**YOUR OBJECTIVE:** Find the line containing "Objective: a point on each instance of the blue sea". Retype it and every later line of the records exactly, leaving out pictures.
[start DATASET ROWS]
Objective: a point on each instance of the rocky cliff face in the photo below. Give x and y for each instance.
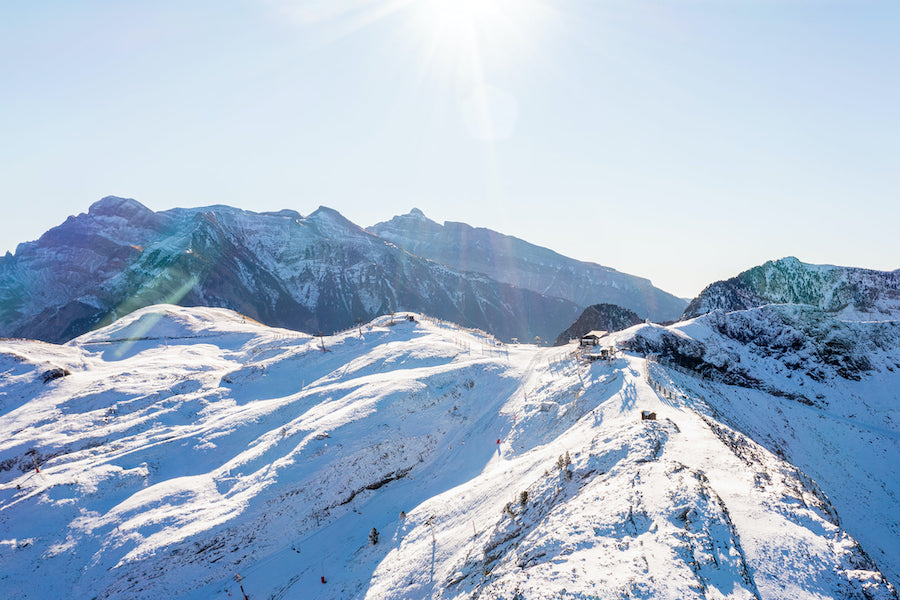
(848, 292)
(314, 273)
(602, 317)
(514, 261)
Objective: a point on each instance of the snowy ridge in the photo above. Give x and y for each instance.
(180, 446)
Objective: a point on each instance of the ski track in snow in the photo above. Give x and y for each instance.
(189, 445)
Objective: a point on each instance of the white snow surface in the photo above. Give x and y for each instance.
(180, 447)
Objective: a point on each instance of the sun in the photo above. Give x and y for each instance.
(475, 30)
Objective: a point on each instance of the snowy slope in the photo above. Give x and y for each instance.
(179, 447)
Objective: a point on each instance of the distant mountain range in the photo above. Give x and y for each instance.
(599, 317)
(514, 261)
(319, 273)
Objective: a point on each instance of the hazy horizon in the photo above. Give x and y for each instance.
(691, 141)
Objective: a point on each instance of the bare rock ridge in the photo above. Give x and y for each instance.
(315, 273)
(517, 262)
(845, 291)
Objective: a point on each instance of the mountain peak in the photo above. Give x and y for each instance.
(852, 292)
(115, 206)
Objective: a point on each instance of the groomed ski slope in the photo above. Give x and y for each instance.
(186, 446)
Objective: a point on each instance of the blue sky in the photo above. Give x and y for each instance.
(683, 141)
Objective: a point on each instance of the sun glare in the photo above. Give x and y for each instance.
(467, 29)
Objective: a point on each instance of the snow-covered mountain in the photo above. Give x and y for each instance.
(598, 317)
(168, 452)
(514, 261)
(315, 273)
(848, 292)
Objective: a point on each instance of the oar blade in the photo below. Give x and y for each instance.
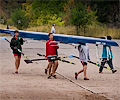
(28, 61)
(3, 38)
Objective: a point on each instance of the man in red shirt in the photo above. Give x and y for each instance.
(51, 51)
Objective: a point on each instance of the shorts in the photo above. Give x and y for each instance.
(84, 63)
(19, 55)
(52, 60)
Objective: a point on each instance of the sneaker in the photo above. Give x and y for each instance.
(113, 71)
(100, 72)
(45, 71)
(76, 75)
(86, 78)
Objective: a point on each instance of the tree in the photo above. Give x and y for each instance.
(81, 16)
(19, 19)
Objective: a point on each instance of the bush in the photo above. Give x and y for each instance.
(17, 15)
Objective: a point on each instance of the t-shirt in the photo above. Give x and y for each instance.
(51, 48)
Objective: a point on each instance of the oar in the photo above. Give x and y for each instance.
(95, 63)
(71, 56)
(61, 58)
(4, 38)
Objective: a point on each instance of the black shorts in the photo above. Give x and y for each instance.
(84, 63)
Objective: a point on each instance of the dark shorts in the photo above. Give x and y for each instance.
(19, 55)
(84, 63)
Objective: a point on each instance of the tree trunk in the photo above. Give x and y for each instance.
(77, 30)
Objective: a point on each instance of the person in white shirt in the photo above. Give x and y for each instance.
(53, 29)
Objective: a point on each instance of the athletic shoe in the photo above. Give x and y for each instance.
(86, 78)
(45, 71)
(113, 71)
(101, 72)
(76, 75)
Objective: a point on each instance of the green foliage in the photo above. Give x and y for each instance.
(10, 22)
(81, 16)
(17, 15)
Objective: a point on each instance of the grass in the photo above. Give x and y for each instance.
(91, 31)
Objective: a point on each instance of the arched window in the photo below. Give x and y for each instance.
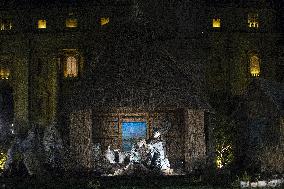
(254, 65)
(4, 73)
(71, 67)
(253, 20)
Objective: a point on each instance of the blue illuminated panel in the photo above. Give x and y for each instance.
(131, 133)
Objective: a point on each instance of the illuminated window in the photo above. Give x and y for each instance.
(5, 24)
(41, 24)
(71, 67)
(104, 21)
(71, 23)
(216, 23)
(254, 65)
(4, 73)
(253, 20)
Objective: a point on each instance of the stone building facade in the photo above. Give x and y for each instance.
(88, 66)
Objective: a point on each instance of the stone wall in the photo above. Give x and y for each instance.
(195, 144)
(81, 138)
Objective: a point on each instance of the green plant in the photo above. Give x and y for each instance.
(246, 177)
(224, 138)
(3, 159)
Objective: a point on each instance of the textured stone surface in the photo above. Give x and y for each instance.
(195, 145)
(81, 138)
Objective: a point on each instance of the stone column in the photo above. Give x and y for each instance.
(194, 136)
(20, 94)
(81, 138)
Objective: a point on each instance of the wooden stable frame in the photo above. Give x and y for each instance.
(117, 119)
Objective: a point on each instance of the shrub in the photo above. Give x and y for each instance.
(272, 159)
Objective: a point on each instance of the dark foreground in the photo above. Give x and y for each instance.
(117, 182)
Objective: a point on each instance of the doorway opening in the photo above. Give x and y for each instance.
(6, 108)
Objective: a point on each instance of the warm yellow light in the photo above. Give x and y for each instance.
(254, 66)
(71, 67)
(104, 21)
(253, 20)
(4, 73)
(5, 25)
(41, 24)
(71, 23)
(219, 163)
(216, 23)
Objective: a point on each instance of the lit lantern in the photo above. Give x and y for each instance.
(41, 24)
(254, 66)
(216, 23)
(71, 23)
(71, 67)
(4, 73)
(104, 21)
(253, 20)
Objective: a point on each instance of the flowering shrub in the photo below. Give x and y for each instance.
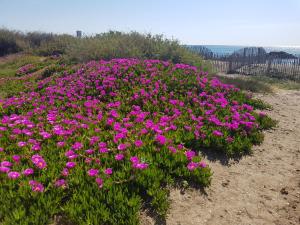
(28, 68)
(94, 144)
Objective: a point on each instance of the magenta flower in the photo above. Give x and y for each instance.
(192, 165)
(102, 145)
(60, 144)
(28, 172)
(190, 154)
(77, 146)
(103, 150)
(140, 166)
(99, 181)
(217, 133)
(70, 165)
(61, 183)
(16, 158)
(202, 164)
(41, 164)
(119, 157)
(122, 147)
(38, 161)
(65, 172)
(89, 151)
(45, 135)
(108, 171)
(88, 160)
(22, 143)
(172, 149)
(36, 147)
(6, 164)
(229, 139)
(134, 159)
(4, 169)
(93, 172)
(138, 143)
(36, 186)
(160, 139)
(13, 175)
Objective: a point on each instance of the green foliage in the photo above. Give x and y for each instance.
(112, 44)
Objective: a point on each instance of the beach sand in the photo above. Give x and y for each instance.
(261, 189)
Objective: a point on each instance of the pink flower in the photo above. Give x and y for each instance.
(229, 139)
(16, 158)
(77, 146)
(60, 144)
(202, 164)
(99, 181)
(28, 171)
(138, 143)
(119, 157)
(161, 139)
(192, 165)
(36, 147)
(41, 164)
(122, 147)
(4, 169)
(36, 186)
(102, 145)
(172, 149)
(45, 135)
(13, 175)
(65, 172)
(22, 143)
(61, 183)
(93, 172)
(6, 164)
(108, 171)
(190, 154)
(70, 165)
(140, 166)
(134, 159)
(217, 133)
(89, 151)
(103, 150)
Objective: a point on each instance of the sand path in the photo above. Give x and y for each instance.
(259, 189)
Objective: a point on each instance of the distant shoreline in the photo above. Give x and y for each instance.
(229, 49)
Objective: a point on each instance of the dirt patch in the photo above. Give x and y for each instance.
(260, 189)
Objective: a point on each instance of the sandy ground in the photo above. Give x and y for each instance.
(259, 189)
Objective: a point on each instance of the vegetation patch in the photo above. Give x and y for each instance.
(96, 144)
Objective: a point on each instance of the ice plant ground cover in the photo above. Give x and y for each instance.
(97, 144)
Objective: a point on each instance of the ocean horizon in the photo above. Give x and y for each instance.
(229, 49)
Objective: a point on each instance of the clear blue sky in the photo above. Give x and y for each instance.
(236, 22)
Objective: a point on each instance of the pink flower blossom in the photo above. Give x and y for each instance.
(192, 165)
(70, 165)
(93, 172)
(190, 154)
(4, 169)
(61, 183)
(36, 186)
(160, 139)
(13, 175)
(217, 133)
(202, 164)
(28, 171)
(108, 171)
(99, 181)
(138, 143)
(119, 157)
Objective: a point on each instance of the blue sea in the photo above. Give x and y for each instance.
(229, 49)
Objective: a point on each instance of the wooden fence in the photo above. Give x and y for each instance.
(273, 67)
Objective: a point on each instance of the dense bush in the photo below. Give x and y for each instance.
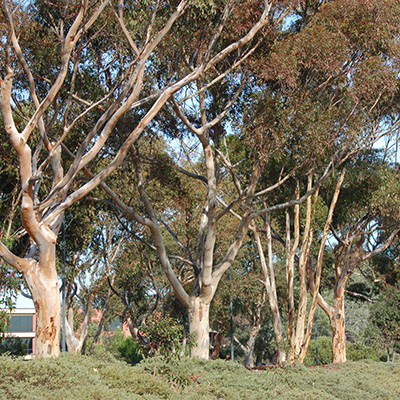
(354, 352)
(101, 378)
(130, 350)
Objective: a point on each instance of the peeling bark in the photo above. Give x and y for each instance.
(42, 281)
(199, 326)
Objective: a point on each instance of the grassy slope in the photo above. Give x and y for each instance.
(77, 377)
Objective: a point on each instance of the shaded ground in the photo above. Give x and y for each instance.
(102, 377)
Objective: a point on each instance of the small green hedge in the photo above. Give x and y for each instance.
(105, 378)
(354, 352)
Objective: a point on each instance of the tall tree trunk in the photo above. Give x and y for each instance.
[end DATASET ROWS]
**THE ANSWER:**
Objective: a point on each instance of the blue sea in the photo above. Give x and y for each instance.
(229, 49)
Objective: a point on each instance of the wooden fence in the photo above. Give x and y for each instance.
(273, 67)
Objective: a point on each instance of the dense bush in the photo below. Give x and y for each instance.
(354, 352)
(101, 378)
(130, 350)
Objective: a point on each instance of the peeling bark in the photo above. Give x and y for each instance.
(42, 281)
(199, 326)
Objective: a point on each instance of the grassy slope in the photo above. Give x and y for each instance.
(77, 377)
Objective: a point on each instance of the shaded ground in the photo above. Give x and y for each instance.
(102, 377)
Objective: a point on each instance of the small green hedge in the photo above. Give x and y for each instance.
(105, 378)
(354, 352)
Objective: a point on each instance of the tall tree trunk in the photo above. Give x and y for each instance.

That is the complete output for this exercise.